> Aufgabe 1
Was geschieht laut dem Forenbeitrag zu .htaccess in Unterverzeichnissen, wenn user1 nach der Anmeldung in dir1 gelangt?
> Aufgabe 2
Führe den Forenbeitrag über .htaccess in Unterverzeichnissen nach seinem letzten Abschnitt weiter.

# htacces in Unterverzeichnissen



## VoPa (21. August 2013)

Hallo,
habe folgedes Problem.
Es gibt 3 parallele Verzeichnisse, z.B.  dir0, dir1, dir2
dir0 schütze ich mit .htaccess : require valid user. Klappt gut.
Jetzt verzweige ich je nach angemeldeten user in das entsprechende Verzeichnis. z.B.  user1 => dir1, user2 => dir2, auch das klappt gut. In den Verzeichnisses dir1 und dir2 gibt es jeweils noch eine htaccess mit require user1 bzw. user2. Das mache ich damit user1 nicht über die Browseraddressleiste ins Verzeichnis dir2 gelangen kann. Meine Hoffnung war nun dass wenn user1 sich anmeldet sich nicht nochmal in dir1 anmelden muß da es ja der gleicher user mit dem gleichen Paßwort in der gleichen passwd ist. Das klappt aber nicht, er wird bei dir1 nochmal nach Namen und Paßwort gefragt. Weiß jemand wie ich die zweite Abfrage unterdrücken kann?
Danke


----------



## Bratkartoffel (21. August 2013)

Datensätze:

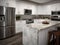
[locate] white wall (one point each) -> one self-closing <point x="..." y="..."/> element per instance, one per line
<point x="8" y="3"/>
<point x="46" y="9"/>
<point x="21" y="5"/>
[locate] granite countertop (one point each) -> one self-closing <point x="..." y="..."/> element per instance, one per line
<point x="39" y="25"/>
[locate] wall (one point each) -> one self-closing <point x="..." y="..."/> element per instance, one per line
<point x="21" y="5"/>
<point x="8" y="3"/>
<point x="46" y="9"/>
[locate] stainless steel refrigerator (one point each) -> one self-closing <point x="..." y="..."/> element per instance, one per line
<point x="7" y="22"/>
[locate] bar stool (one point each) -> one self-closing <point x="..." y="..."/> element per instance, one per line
<point x="55" y="37"/>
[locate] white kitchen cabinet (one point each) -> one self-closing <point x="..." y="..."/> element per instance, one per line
<point x="37" y="34"/>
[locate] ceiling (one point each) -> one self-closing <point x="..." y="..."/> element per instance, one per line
<point x="44" y="1"/>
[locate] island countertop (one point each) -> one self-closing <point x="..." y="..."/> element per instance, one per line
<point x="39" y="25"/>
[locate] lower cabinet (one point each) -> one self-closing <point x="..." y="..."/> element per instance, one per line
<point x="14" y="40"/>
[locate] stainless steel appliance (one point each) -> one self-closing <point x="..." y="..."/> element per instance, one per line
<point x="7" y="22"/>
<point x="28" y="21"/>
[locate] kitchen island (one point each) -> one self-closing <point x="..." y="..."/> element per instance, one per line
<point x="37" y="33"/>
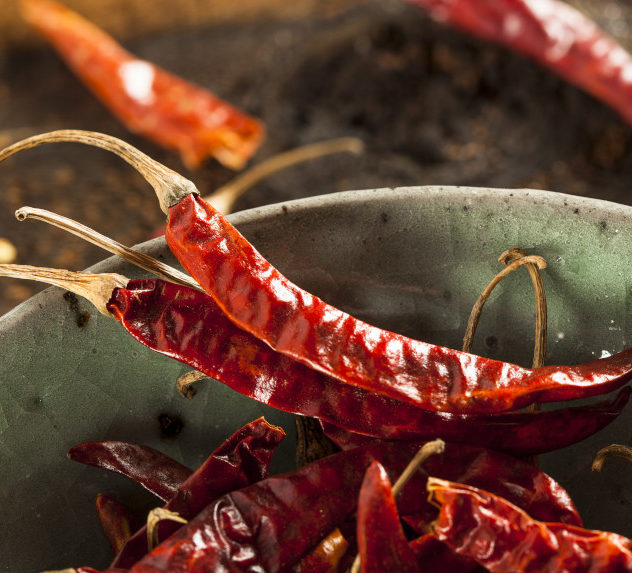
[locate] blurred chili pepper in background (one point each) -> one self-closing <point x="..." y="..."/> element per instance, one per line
<point x="148" y="100"/>
<point x="554" y="34"/>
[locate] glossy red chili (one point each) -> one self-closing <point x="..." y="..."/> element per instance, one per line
<point x="382" y="543"/>
<point x="187" y="325"/>
<point x="148" y="100"/>
<point x="260" y="300"/>
<point x="503" y="538"/>
<point x="554" y="34"/>
<point x="244" y="458"/>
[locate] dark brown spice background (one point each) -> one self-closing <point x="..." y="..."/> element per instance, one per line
<point x="432" y="105"/>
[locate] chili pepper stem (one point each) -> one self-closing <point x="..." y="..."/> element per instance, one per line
<point x="139" y="259"/>
<point x="224" y="197"/>
<point x="170" y="187"/>
<point x="428" y="449"/>
<point x="539" y="350"/>
<point x="97" y="288"/>
<point x="475" y="315"/>
<point x="618" y="450"/>
<point x="154" y="517"/>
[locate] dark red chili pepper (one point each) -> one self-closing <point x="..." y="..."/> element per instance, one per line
<point x="147" y="99"/>
<point x="382" y="542"/>
<point x="116" y="520"/>
<point x="502" y="537"/>
<point x="257" y="298"/>
<point x="432" y="555"/>
<point x="155" y="471"/>
<point x="552" y="33"/>
<point x="244" y="458"/>
<point x="517" y="433"/>
<point x="162" y="315"/>
<point x="273" y="524"/>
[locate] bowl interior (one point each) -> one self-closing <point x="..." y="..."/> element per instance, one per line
<point x="411" y="260"/>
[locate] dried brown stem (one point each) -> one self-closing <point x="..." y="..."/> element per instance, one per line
<point x="613" y="450"/>
<point x="139" y="259"/>
<point x="170" y="187"/>
<point x="186" y="381"/>
<point x="154" y="517"/>
<point x="475" y="315"/>
<point x="97" y="288"/>
<point x="428" y="449"/>
<point x="539" y="349"/>
<point x="225" y="196"/>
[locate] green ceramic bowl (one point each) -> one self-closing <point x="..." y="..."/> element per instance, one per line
<point x="412" y="260"/>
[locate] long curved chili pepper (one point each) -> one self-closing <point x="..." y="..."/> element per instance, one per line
<point x="256" y="297"/>
<point x="259" y="299"/>
<point x="244" y="458"/>
<point x="517" y="433"/>
<point x="155" y="471"/>
<point x="271" y="525"/>
<point x="185" y="324"/>
<point x="382" y="543"/>
<point x="552" y="33"/>
<point x="503" y="538"/>
<point x="432" y="555"/>
<point x="148" y="100"/>
<point x="116" y="520"/>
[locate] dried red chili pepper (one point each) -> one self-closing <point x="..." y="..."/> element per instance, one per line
<point x="249" y="528"/>
<point x="217" y="347"/>
<point x="432" y="555"/>
<point x="259" y="299"/>
<point x="147" y="99"/>
<point x="382" y="542"/>
<point x="244" y="458"/>
<point x="502" y="537"/>
<point x="116" y="520"/>
<point x="185" y="324"/>
<point x="326" y="557"/>
<point x="517" y="433"/>
<point x="155" y="471"/>
<point x="552" y="33"/>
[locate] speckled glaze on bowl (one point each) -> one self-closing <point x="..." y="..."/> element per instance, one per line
<point x="410" y="259"/>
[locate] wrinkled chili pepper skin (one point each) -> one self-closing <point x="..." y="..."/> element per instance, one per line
<point x="271" y="525"/>
<point x="244" y="458"/>
<point x="168" y="110"/>
<point x="251" y="527"/>
<point x="552" y="33"/>
<point x="155" y="471"/>
<point x="187" y="325"/>
<point x="517" y="433"/>
<point x="503" y="538"/>
<point x="432" y="555"/>
<point x="258" y="299"/>
<point x="116" y="520"/>
<point x="382" y="543"/>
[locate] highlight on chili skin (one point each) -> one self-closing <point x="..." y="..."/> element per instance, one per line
<point x="404" y="433"/>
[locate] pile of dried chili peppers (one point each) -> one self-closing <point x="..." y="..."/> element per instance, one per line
<point x="378" y="395"/>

> Antwort 1
Er wird bei dir1 nochmal nach Namen und Passwort gefragt.

> Antwort 2
Hi,

das sollte eigentlich nicht passieren, wenn du zur Passwort Abfrage bei beiden das selbe Realm / AuthName verwendest.

Grüße,
BK


----------



## VoPa (21. August 2013)

Hi,
danke, das ändert das Problem etwas.Die AuthName waren tatsächlich unterschiedlich. Aber jetzt ist das Verhalten ganz seltsam.
Beim ersten Aufruf brauche ich kein Paßwort eingeben, beim zweiten Aufruf dann wieder und ab dann immer ohne Paßwortabfrage ... ?
Bei unterschiedlichen AuthName mußte ich beim ersten und zweiten Aufruf das Paßwort eingeben bevor dann alles frei war.
Es handelt sich übrigends um pdf-Dateien die ich im Browser anzeige.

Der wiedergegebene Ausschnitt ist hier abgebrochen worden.